*MATERIAL SHOWN:*
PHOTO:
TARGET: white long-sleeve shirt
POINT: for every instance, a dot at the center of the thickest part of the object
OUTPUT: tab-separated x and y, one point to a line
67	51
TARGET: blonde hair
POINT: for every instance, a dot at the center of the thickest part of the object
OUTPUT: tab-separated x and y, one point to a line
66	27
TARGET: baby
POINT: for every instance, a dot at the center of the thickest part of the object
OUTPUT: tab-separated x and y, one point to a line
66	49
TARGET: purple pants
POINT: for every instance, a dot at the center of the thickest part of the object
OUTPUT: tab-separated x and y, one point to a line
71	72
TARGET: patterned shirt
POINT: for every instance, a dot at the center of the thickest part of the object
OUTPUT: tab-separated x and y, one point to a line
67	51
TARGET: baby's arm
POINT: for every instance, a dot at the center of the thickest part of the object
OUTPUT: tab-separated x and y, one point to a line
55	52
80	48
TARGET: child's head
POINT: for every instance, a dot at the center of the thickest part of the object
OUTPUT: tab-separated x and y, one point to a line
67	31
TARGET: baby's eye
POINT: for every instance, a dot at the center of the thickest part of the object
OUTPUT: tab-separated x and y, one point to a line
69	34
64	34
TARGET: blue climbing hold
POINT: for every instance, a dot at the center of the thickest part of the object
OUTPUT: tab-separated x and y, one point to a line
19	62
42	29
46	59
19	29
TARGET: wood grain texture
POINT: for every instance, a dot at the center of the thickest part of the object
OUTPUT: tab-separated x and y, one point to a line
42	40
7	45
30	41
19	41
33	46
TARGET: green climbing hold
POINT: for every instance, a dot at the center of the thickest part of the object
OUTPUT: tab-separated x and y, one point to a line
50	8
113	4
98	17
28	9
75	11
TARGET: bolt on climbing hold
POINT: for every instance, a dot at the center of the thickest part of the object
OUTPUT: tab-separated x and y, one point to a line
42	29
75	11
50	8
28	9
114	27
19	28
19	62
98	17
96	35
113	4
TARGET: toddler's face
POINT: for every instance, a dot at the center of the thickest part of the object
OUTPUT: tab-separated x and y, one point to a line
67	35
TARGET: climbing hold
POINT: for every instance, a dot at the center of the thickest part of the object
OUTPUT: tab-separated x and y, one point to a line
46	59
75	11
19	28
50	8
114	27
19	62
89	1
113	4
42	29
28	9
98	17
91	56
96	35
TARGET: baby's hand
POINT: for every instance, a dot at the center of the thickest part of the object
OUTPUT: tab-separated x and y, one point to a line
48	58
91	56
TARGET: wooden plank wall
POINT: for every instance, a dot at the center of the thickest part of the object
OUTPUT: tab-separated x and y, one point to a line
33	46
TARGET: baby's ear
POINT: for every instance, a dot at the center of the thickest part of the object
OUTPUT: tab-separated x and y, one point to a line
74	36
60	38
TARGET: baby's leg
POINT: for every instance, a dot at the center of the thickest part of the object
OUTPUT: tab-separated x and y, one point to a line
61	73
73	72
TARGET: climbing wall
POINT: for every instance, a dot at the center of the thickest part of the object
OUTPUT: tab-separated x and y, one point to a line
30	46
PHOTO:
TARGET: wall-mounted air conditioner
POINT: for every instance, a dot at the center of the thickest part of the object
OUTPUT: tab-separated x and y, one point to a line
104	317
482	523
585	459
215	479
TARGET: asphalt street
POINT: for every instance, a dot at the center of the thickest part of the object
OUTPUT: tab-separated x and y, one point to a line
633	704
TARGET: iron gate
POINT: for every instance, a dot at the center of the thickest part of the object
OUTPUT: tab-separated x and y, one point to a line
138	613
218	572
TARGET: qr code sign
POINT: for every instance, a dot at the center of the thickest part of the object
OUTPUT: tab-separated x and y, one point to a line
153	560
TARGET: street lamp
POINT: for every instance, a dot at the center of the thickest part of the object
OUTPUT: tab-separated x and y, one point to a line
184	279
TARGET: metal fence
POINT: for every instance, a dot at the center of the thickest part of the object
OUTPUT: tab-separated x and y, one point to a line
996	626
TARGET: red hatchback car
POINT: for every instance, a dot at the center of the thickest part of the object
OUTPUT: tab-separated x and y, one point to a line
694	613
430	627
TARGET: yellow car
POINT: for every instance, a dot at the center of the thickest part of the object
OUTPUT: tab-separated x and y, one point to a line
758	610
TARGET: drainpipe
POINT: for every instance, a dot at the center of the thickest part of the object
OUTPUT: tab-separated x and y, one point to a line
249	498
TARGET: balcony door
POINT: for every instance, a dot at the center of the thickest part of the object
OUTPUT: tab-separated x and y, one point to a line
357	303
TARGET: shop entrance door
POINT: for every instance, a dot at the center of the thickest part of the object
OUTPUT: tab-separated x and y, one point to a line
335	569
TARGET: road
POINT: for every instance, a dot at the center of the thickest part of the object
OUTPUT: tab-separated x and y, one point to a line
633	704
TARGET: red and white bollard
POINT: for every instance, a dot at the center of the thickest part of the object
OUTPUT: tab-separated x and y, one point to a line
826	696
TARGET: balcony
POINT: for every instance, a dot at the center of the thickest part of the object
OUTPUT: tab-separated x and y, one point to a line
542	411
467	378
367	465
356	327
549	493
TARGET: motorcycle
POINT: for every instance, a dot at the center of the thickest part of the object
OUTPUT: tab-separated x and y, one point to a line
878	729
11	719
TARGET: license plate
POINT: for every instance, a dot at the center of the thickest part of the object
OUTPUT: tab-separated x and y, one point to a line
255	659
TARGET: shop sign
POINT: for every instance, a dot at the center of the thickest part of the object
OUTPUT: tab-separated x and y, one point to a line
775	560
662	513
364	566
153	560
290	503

*WRITTEN EXERCISE:* Convert every one of the entries above into a two-column CSV with the header entry_text,response, with one row per entry. Put each field in double quotes and replace every line break inside a field with a space.

*COMPLETE ANSWER:*
entry_text,response
"PHOTO: TARGET: white long-sleeve shirt POINT: for every instance, a dot at the center of the thickest part of the object OUTPUT: tab-separated x and y, one point to a line","67	51"
"TARGET: blonde hair POINT: for every instance, a dot at the center of the thickest part of the object OUTPUT: tab-separated x and y, one point to a line","66	27"
"TARGET: baby POINT: for every instance, a dot at the center of the thickest part of the object OUTPUT: tab-separated x and y, one point to a line","66	49"
"TARGET: purple pants POINT: for every instance, a dot at the center of the thickest part of the object OUTPUT: tab-separated x and y, one point to a line","71	72"
"TARGET: patterned shirt POINT: for every instance, a dot at the center of the thickest part of the object OUTPUT: tab-separated x and y, one point to a line","67	51"
"TARGET: baby's arm POINT: for every instance, a dot at the center of the thickest part of the object OUTPUT: tab-separated x and y, one point to a line","55	52 80	48"
"TARGET: child's head POINT: for every instance, a dot at the center of the thickest part of the object OUTPUT: tab-separated x and y, one point to a line","67	31"
"TARGET: baby's eye POINT: for every instance, a dot at the center of the thickest part of the object OUTPUT: tab-separated x and y, one point to a line","69	34 64	34"
"TARGET: blue climbing hold POINT: for every instance, a dot at the center of the thickest part of the object OUTPUT: tab-separated x and y, one point to a line","19	62 42	29 46	59 19	29"
"TARGET: wood grain texture POINT: for every instance, a dot at the center of the thickest part of the object OUTPUT: tab-separated x and y, one point to a line","42	40 7	45 30	41 19	41 33	46"
"TARGET: green climbing hold POINT: for every instance, a dot at the center of the thickest part of the object OUTPUT: tab-separated x and y, one point to a line","50	8 113	4 98	17 28	9 75	11"
"TARGET: bolt on climbing hold POINT: for every instance, a dot at the center of the thickest part of the object OUTPUT: tab-separated x and y, one point to a line","42	29 75	11 50	8 28	9 114	27 19	28 19	62 98	17 96	35 113	4"
"TARGET: toddler's face POINT: for every instance, a dot at the center of the thickest part of the object OUTPUT: tab-separated x and y, one point to a line","67	35"
"TARGET: climbing hold POINT: for every instance, a dot at the center of the thickest part of the object OUTPUT: tab-separated x and y, one point to a line","46	59 75	11 19	28 50	8 114	27 19	62 89	1 113	4 42	29 28	9 98	17 91	56 96	35"
"TARGET: baby's hand POINT: for every instance, a dot at the center of the thickest part of the object OUTPUT: tab-separated x and y, one point to a line","48	58 91	56"
"TARGET: wooden plank wall POINT: for every instance, a dot at the center of the thickest part of the object OUTPUT: tab-separated x and y, one point to a line","33	46"
"TARGET: baby's ear POINT: for every instance, a dot at the center of the thickest part of the object OUTPUT: tab-separated x and y, one point to a line","74	36 60	38"
"TARGET: baby's leg POINT: for every instance, a dot at the center of the thickest part of the object OUTPUT: tab-separated x and y, one point to a line","61	73 73	72"
"TARGET: climbing wall POINT: for every instance, a dot at the center of the thickest part of the object OUTPUT: tab-separated x and y, one point to a line","30	46"
"PHOTO: TARGET: wall-mounted air conditioner POINT: for every instance, a dot at the center of the thickest part of the object OUTPUT: tab-separated x and y, one point to a line","104	317 482	523 585	459 215	479"
"TARGET: asphalt street POINT: for every instance, a dot at the center of the thickest part of the object OUTPUT: tab-separated x and y, one point to a line","633	704"
"TARGET: iron gate POINT: for every instance, a dot at the center of the thickest part of the object OUTPUT: tab-separated x and y, one point to a line","138	613 218	572"
"TARGET: qr code sign POINT: for every instance, a dot at the center of the thickest part of the object OUTPUT: tab-separated x and y, one point to a line","153	560"
"TARGET: street lamp POINT: for every instance, a dot at the center of the thickest part of the object OUTPUT: tab-separated x and y, one point to a line","184	279"
"TARGET: metal fence POINT: for every instance, a dot at the center of the thickest part of the object OUTPUT: tab-separated x and y, one point to a line","996	626"
"TARGET: red hatchback car POINT: for every instance, a dot at the center of the thickest part of the object OUTPUT: tab-separated x and y, one point to a line","694	613 430	627"
"TARGET: yellow car POINT: for every instance, a dot at the center of the thickest part of the object OUTPUT: tab-separated x and y, one point to a line","758	610"
"TARGET: drainpipe POINT: for every instance, a dot at the center of the thickest part of the object OUTPUT: tab-separated x and y, one point to a line","249	498"
"TARGET: balcony door POINT: for every instance, a dot at the center of the thickest part of the object OUTPUT: tab-separated x and y, one point to a line","357	303"
"TARGET: shop entrance door POINT: for every instance, a dot at the center of the thickest part of the object OUTPUT: tab-separated x and y, one point to a line","335	569"
"TARGET: road POINT: for every instance, a dot at the center of the thickest part of the object OUTPUT: tab-separated x and y, one point to a line","633	704"
"TARGET: red and white bollard POINT: for every instance, a dot at the center of the thickest part of the object OUTPUT: tab-separated x and y, one point to a line","826	696"
"TARGET: balcony POINT: for every instance, a dot at the center of the thickest part of the object OUTPUT: tab-separated x and y, one point to a line","542	411 467	378 367	465 356	327 549	493"
"TARGET: motorcycle POINT: for every instance, a dot at the center of the thickest part of the object OUTPUT: tab-separated x and y, one point to a line","878	729 11	719"
"TARGET: license plate POINT: for every instance, a dot at the center of the thickest part of the object OUTPUT: tab-separated x and y, one point to a line","255	659"
"TARGET: shop sign POINT: for every instance, a dot at the center of the thickest part of the object OUTPUT: tab-separated x and y, one point to a line","775	560 662	513 364	566 153	560 290	503"